§ Study material
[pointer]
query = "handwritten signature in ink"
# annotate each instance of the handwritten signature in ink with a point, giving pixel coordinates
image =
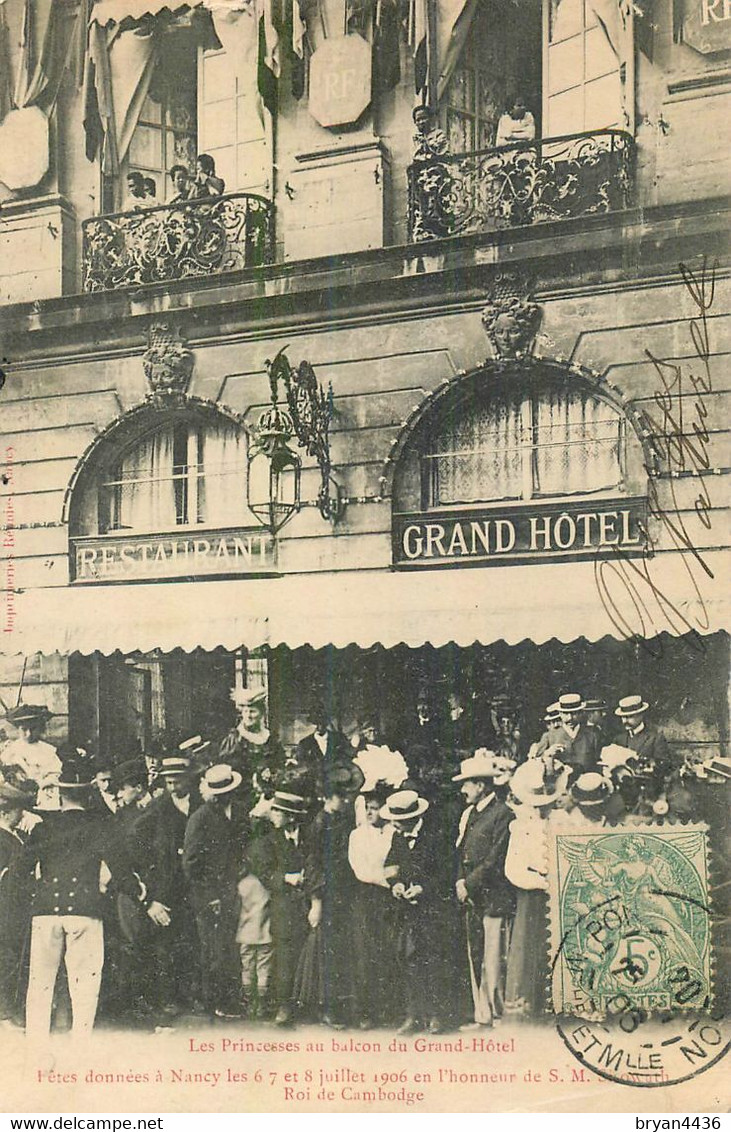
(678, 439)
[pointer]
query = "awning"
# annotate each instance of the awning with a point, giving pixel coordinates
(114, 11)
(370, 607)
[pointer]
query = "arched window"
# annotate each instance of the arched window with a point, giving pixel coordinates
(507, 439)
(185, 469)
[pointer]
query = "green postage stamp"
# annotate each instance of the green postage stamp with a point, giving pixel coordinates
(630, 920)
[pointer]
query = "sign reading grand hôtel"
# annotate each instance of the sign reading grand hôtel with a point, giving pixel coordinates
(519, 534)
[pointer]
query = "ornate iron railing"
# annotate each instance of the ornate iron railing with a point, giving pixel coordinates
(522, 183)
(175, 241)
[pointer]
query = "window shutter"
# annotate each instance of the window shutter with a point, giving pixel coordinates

§ The problem
Copy out each line of the entries above that holds "shutter".

§ Solution to the exercise
query = "window shutter"
# annotate each instance of the window shutter with a point, giving pixel coordinates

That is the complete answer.